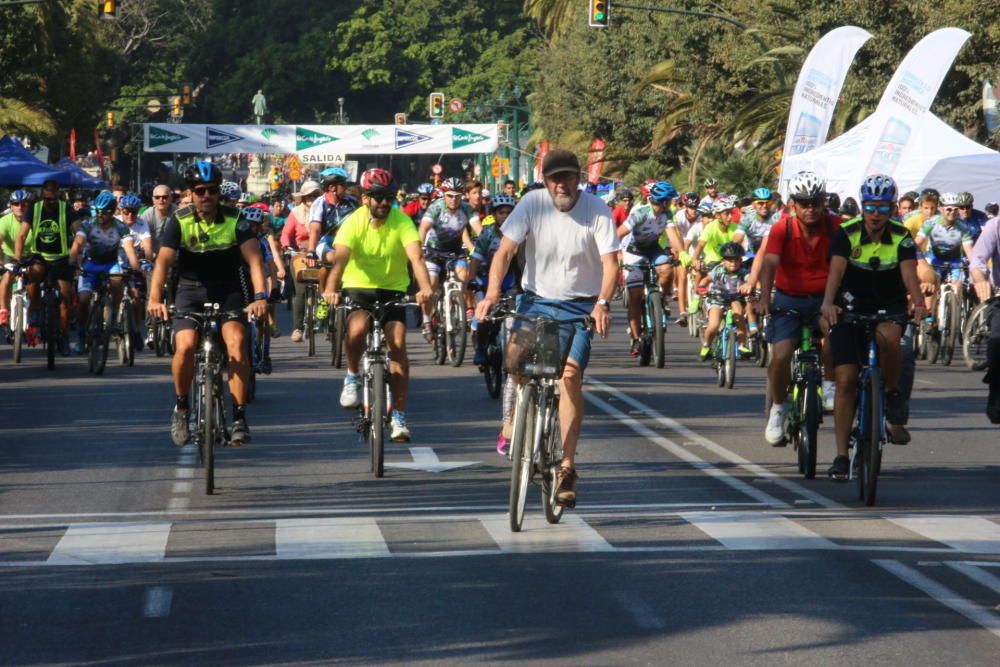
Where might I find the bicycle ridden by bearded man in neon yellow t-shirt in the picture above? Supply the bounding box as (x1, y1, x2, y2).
(347, 296, 412, 477)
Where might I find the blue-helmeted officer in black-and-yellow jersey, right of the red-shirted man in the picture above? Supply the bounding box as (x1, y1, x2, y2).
(821, 174, 925, 481)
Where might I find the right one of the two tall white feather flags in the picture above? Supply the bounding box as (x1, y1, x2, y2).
(851, 28, 972, 179)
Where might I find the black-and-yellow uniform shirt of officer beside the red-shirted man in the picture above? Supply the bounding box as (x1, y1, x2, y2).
(830, 222, 917, 312)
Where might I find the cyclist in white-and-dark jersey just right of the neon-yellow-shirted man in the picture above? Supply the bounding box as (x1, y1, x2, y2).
(420, 178, 483, 342)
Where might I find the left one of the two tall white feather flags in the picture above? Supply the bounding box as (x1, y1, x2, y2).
(781, 26, 871, 175)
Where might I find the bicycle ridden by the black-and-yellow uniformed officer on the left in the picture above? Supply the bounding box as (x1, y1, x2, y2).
(172, 303, 243, 495)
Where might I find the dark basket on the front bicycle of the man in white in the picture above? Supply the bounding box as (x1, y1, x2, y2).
(505, 318, 576, 379)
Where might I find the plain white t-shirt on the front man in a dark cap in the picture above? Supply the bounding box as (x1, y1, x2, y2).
(501, 190, 619, 299)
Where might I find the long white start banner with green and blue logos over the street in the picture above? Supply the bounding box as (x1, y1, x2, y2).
(144, 123, 499, 154)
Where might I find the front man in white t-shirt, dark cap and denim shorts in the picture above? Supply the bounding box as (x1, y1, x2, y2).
(477, 150, 619, 507)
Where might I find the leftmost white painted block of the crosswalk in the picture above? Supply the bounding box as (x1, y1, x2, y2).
(48, 521, 170, 565)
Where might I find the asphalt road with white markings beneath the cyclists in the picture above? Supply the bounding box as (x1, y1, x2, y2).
(0, 312, 1000, 667)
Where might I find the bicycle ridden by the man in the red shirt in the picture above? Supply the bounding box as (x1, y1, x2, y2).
(767, 309, 823, 479)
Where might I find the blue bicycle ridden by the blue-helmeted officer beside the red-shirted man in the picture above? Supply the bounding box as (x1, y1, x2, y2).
(840, 310, 907, 507)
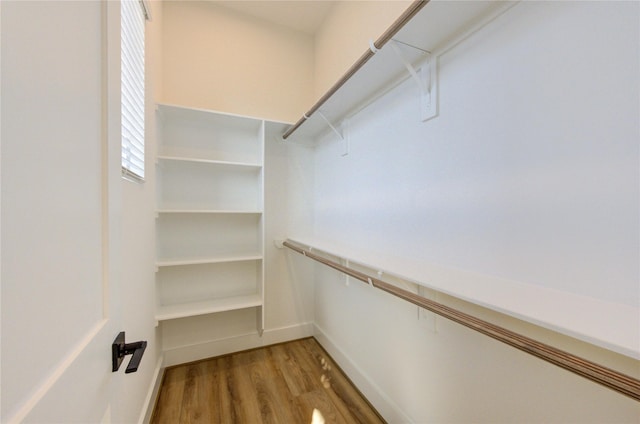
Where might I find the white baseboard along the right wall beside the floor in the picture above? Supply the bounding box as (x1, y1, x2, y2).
(313, 324, 413, 423)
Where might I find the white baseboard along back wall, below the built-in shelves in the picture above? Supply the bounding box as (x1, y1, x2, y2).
(164, 323, 313, 367)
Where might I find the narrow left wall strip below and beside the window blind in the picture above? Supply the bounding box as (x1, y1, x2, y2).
(111, 1, 163, 422)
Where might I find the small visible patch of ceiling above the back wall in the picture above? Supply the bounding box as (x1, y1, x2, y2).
(215, 0, 335, 34)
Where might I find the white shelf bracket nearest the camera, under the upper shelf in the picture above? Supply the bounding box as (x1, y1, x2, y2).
(389, 40, 438, 122)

####################

§ What you are asked to do: Starting at the line that contains "Where might I find the white baseboard along back", reproduce each line through the end of the records exactly, both ends included.

§ Answer for the task:
Where might I find the white baseboard along back wall, below the built-in shelves in the picture above? Supply the bounding box as (x1, y1, x2, y2).
(164, 323, 313, 367)
Where might I find the narrow left wall strip below and beside the window blind in the picture above? Supply the bounding box as (x1, y1, x2, y2).
(111, 1, 163, 422)
Where might I find the small visible patch of ceiling above the back wall in the picture above? Supply the bounding box as (x1, y1, x2, y2).
(215, 0, 335, 34)
Where might I find the white shelf bracket nearest the camera, under the upper shelf in the picture above? Supply the bounding box as (x1, y1, x2, y2).
(389, 40, 438, 122)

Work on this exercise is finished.